WHAT YOU HAVE TO DO:
Search the records for the string "surface" and copy every line in which it appears.

DATA RECORDS:
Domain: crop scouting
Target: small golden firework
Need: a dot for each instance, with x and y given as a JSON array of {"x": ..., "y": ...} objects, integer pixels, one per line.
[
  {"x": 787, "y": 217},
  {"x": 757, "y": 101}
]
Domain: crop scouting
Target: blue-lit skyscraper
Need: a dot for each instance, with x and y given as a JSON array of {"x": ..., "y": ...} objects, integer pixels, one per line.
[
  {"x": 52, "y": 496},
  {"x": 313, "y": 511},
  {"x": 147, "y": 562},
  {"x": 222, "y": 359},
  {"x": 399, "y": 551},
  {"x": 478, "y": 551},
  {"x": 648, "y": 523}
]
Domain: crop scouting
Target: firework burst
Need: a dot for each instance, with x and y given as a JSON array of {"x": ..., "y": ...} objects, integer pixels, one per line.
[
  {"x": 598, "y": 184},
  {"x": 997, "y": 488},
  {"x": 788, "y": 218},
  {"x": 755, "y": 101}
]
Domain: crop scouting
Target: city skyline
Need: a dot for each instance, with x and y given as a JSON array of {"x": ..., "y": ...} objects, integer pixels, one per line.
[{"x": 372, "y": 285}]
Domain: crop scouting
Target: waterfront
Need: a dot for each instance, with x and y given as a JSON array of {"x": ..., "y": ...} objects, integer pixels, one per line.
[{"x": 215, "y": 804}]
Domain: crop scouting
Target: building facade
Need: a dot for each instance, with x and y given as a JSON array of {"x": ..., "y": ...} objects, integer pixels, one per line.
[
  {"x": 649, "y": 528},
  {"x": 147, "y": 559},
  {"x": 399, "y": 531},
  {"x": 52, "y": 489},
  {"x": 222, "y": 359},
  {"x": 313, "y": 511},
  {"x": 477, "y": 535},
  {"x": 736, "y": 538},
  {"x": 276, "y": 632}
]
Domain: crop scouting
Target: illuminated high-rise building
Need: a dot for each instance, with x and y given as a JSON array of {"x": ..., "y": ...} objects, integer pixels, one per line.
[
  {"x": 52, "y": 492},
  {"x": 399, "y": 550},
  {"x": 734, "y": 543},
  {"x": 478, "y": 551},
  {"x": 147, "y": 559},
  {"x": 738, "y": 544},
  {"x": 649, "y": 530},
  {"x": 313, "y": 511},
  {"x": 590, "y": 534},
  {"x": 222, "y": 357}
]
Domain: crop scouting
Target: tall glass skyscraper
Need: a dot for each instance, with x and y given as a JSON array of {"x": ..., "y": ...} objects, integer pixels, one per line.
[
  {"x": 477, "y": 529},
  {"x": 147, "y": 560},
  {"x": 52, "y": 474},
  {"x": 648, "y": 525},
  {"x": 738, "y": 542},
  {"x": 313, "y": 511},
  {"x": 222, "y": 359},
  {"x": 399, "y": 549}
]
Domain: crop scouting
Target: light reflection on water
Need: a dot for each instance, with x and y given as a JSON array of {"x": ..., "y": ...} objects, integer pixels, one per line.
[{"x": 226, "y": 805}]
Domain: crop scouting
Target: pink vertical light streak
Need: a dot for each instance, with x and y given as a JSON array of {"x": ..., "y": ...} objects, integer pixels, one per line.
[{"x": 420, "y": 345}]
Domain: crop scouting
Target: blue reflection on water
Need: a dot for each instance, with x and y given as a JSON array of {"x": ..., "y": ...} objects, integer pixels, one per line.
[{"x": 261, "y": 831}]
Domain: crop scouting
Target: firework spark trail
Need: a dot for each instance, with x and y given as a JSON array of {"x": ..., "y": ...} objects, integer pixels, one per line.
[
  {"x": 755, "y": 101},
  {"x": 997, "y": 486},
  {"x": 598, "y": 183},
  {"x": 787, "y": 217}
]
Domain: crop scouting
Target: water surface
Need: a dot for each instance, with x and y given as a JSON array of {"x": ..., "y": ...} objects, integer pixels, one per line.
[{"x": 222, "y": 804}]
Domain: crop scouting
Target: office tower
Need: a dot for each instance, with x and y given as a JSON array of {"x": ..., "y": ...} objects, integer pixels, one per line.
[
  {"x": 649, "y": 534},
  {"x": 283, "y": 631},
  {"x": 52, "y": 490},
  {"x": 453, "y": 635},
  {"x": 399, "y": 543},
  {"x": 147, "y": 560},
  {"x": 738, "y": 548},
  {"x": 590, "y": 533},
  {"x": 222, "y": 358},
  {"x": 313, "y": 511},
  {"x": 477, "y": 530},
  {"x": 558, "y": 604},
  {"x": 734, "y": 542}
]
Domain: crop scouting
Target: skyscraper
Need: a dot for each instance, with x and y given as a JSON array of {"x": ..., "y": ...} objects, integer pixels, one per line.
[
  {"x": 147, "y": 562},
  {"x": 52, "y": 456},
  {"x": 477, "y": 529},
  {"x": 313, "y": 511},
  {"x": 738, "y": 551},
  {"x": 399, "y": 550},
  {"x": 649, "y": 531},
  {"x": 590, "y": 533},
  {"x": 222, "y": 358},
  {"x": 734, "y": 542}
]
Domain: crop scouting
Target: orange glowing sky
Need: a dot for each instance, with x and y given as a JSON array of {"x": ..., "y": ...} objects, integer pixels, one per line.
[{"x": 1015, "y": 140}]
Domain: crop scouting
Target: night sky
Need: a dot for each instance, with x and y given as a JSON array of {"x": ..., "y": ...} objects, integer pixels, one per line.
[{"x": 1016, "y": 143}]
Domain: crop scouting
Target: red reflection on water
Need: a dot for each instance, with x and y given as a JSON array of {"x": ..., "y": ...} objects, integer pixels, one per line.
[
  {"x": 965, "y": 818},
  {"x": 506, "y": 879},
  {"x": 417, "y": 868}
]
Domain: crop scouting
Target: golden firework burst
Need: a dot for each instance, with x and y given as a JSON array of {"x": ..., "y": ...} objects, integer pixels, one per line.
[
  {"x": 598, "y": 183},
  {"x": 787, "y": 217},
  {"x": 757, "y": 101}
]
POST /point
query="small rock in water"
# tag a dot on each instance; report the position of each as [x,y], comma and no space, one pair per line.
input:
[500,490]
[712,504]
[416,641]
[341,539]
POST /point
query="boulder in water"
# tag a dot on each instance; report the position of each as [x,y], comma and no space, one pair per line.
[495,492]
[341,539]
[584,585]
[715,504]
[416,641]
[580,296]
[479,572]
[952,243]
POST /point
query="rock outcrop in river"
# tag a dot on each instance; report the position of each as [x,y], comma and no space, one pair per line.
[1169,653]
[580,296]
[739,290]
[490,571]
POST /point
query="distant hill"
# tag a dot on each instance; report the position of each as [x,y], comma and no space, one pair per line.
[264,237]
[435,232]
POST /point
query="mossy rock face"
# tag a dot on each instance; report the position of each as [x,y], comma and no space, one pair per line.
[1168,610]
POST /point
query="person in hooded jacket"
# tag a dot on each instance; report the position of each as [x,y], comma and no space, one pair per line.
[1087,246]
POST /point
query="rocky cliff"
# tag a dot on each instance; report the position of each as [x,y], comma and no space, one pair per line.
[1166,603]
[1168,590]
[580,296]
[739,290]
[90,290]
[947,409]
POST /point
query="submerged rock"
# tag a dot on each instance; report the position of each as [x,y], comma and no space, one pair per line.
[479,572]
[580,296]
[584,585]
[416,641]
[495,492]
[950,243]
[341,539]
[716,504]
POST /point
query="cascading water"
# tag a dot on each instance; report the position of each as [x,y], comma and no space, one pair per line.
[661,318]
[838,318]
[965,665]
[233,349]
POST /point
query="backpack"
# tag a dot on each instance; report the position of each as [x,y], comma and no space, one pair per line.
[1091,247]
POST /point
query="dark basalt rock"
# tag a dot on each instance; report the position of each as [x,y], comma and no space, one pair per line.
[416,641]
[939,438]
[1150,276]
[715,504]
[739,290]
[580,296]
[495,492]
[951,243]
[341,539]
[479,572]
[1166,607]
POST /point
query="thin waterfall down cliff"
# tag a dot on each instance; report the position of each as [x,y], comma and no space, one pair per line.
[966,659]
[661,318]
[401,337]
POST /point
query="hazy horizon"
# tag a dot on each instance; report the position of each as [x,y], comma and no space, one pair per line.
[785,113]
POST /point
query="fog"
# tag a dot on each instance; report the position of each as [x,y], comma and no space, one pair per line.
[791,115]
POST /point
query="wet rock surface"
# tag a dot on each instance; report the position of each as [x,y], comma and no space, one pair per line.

RESPONSE BELOW:
Target: water surface
query="wet rock surface"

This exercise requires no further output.